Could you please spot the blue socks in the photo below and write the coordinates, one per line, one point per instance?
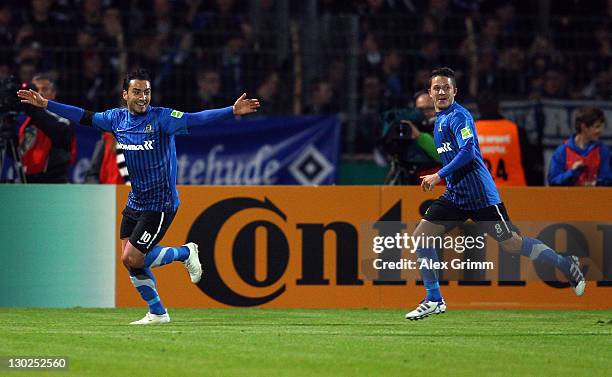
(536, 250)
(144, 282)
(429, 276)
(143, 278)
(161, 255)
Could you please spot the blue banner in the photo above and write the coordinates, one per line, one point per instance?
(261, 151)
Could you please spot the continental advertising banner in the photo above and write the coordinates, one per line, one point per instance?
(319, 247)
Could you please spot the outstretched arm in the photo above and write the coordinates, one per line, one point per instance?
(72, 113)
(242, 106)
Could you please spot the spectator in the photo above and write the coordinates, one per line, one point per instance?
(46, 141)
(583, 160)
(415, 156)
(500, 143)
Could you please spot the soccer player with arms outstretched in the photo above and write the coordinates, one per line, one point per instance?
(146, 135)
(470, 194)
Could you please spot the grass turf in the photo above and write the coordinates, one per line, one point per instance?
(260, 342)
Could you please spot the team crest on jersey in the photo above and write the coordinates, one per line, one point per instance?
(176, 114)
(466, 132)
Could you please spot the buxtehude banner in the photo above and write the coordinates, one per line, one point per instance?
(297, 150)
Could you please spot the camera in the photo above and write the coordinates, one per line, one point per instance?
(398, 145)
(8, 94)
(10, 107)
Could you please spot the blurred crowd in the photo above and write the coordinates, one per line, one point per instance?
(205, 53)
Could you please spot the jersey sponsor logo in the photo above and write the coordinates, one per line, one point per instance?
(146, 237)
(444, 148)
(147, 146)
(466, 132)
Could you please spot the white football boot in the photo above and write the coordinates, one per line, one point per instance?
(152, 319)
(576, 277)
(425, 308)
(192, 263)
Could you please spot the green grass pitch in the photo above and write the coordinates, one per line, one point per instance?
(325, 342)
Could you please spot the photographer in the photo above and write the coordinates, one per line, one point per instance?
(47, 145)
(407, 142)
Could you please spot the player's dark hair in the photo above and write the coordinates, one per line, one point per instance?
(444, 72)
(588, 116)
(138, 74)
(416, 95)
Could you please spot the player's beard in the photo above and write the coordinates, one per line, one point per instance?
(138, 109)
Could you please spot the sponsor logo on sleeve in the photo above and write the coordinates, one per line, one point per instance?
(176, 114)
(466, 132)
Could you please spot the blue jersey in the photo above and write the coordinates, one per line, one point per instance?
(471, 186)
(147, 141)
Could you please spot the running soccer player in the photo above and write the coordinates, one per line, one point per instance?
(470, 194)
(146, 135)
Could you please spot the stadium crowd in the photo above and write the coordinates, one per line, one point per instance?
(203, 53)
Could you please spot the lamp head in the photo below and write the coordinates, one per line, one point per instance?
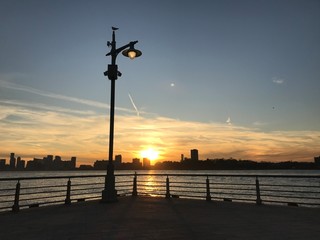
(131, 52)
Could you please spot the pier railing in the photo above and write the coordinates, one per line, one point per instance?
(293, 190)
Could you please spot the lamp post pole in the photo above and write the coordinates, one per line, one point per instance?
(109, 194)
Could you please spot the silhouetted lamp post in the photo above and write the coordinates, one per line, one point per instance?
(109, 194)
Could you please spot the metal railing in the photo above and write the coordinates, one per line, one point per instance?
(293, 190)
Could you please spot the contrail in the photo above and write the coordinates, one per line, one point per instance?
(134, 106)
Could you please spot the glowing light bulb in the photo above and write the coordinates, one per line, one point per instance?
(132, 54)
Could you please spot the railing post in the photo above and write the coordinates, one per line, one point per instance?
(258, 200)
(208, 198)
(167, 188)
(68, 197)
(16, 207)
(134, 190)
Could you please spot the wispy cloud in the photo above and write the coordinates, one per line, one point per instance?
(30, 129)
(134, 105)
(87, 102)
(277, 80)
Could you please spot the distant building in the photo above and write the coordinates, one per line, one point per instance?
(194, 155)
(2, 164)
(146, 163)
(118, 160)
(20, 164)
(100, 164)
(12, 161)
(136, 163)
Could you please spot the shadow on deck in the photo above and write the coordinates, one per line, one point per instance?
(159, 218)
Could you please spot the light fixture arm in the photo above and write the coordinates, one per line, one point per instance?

- _Task item_: Output the whole listing exactly. Pictures stay out.

- _Exercise solution_:
Could you please spot the blue socks in the photo below and write the coordinates, one per line, one point per instance?
(536, 250)
(144, 282)
(429, 276)
(143, 278)
(161, 255)
Could you please spot the blue banner in the photo above and write the coordinates, one per line, one point per instance?
(261, 151)
Could you please spot the continental advertising banner in the photo above and write the coordinates, one per line, one point per instance?
(319, 247)
Could you please spot the outstretched arm in the photo above and write the coordinates, one per line, one point per instance?
(72, 113)
(242, 106)
Could you please spot the spectator in the photo above and write the coordinates, one per line, one point per instance?
(46, 141)
(583, 160)
(415, 156)
(500, 143)
Could you please spot the soccer player with arms outstretched in the photo above and write the coordinates, one per line, one point per instance?
(146, 135)
(470, 194)
Could you please spot the grass turf in the photo above and write the coordinates, one per line, one point per instance?
(260, 342)
Could you please spot the team crest on jersey in the photo above and write the coordinates, one per line, one point per instance?
(176, 114)
(466, 132)
Could you please spot the buxtehude banner in the photo above and write the coordinates, one per line, one point per instance?
(297, 150)
Could you please spot the camera in the photo above and write the coordinates, one per line, one point per instance?
(398, 145)
(8, 94)
(10, 107)
Could you please spot the blurred crowd in the photo above and write the coordinates, one per line, one point per instance?
(205, 53)
Could you please spot the jersey sponsor logo in the photo above and write the coordinates, one per line, one point per instance?
(146, 237)
(444, 148)
(147, 146)
(466, 132)
Could you please spot the white football boot in the photo above and write the coordinates, one per line, one point per instance?
(152, 319)
(576, 277)
(425, 308)
(192, 263)
Could you please spot the green grass pitch in the photo above and write the coordinates, one per line, one point per instance?
(325, 342)
Could you please spot the photographer in the photo above and write the coordinates, one per line, one point per instance?
(47, 145)
(407, 142)
Could you please spot the player's dark hair in the photo above and write the coordinates, one per line, one point per instance?
(444, 72)
(588, 116)
(138, 74)
(416, 95)
Could you please spot the player's beard in the photo above and write the coordinates, one per line, one point per instance?
(138, 109)
Could you please spot the sponsor logo on sleeve in the photo above and write the coordinates, one per line, one point per instance?
(176, 114)
(466, 132)
Could you please spot the blue jersey in the photo above and write the coordinates, one per line, one point per instance?
(471, 186)
(147, 141)
Could you please spot the running soccer player in the photo above and write the coordinates, one per line, one point per instance?
(470, 194)
(146, 135)
Could you please spot the stadium crowd in the photo above and write the coordinates, one per line, one point per instance?
(203, 53)
Could you please spot the lamp head in the photo below and write the coordinates, one per line, one point per instance?
(131, 52)
Could you please spot the pier railing in the photo above and write the coordinates, one per line, one point per instance?
(293, 190)
Could you please spot the lamp post pole in the photo above and write the coordinates, one per line, one point per instance?
(109, 194)
Could you please spot the silhouetted lamp post in the photo above and write the coordinates, one per line, one point per instance?
(109, 194)
Could you please spot the metal railing in the photo above and write the coordinates, one per line, one point per instance?
(293, 190)
Could you please spot the contrail in the photo above and write the coordinates, one per line, one point per instance?
(134, 106)
Could you please spot the glowing light bulb in the photo above and write the coordinates, one per line, one point per instance?
(132, 54)
Could you please spot the railing post in the photo above and write the coordinates, one per line, one point per instance?
(258, 200)
(208, 198)
(167, 188)
(68, 197)
(16, 207)
(134, 190)
Could you please spot the wispy cloud in the photo above and write the coordinates, one per line, one point per instance?
(30, 129)
(134, 105)
(87, 102)
(277, 80)
Could you please spot the distant building in the photo above and write the coordinates, one per line, one point per instance?
(194, 155)
(2, 164)
(146, 163)
(118, 160)
(20, 164)
(100, 164)
(12, 161)
(136, 163)
Could you please spot the shadow on deck in the photo above and write the coordinates, one per line, one point per instance?
(159, 218)
Could you please spot the light fixture arm in the photo above and write the coordinates, one per line, one point per instance?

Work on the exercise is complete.